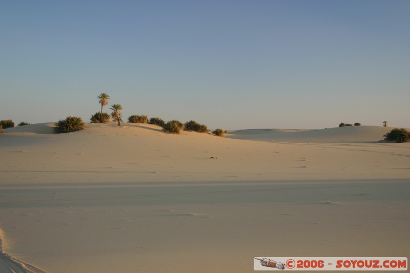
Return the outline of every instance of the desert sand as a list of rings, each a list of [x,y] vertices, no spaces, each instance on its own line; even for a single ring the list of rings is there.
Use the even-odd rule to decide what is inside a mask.
[[[392,128],[52,123],[0,134],[0,272],[251,272],[255,257],[406,257]],[[13,271],[13,270],[14,271]]]

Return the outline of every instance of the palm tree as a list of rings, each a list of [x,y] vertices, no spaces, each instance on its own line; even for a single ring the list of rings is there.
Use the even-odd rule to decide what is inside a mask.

···

TASK DIRECTIONS:
Count how many lines in the records above contain the string 'single', treating uppercase and lowercase as different. Reply with only the number.

TASK ANSWER:
2